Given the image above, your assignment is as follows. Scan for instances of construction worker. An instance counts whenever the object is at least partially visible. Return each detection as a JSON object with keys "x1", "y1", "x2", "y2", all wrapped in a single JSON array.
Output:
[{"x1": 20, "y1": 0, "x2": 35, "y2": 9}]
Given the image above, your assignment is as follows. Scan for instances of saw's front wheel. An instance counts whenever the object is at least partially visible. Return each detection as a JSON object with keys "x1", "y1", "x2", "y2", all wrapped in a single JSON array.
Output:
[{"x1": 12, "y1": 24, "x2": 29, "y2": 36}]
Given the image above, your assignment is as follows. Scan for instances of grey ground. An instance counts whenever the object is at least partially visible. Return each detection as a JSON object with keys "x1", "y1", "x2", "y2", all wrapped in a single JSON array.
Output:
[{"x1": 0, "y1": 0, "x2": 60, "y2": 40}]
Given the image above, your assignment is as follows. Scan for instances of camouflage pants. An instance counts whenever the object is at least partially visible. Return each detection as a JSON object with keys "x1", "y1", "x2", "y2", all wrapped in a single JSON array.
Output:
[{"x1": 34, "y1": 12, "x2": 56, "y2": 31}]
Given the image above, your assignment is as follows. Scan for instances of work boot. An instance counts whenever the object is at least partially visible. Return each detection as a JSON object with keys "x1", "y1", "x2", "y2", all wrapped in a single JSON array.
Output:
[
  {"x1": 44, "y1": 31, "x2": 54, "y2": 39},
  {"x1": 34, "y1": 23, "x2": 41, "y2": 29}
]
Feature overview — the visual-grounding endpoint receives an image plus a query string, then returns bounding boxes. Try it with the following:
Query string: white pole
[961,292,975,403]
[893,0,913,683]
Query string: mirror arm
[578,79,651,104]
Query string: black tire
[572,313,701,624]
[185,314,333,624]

> [AIM OF THE TASK]: Reproduce every one of the lines above word for word, changing nothing.

> [FULL RESPONSE]:
Given the image above, your assignment is as follows. Scan for instances of construction worker. An instance counts whenever the object is at least partially visible. Return each detection as a JSON object with keys "x1", "y1", "x2", "y2", all wrapped in a single JSON array.
Output:
[{"x1": 20, "y1": 0, "x2": 35, "y2": 9}]
Given the image above, your assignment is as follows. Scan for instances of saw's front wheel. An instance counts whenever the object is at least partially visible. Return each detection as a JSON object with keys "x1", "y1", "x2", "y2", all wrapped in a single JSON array.
Output:
[{"x1": 12, "y1": 24, "x2": 29, "y2": 36}]
Given the image above, your assignment is as follows. Scan for instances of grey ground. An instance counts whenever the object is at least partially visible. Return each detection as a JSON object with keys "x1", "y1", "x2", "y2", all wrapped in a single JSON array.
Output:
[{"x1": 0, "y1": 0, "x2": 60, "y2": 40}]
Given the image above, your assignment is as follows. Scan for instances of camouflage pants. An instance counts whenever the object is at least partially visible. Return each detection as a JSON object with keys "x1", "y1", "x2", "y2", all wrapped in a single JSON array.
Output:
[{"x1": 34, "y1": 12, "x2": 56, "y2": 31}]
Given the image above, your assignment is as follows. Scan for instances of work boot. An instance counts whenever the object is at least partially visible. Return each detection as a JSON object with keys "x1", "y1", "x2", "y2", all wrapped in a single JSON array.
Output:
[
  {"x1": 44, "y1": 31, "x2": 54, "y2": 39},
  {"x1": 34, "y1": 23, "x2": 41, "y2": 29}
]
Feature overview — the visual-grounding endpoint receives an image plus a query string, then returns bounding boxes. Try it with the following:
Query string: white pole
[961,292,975,403]
[893,0,913,683]
Query string: mirror arm
[578,79,651,104]
Query string: black tire
[572,313,701,624]
[185,314,333,624]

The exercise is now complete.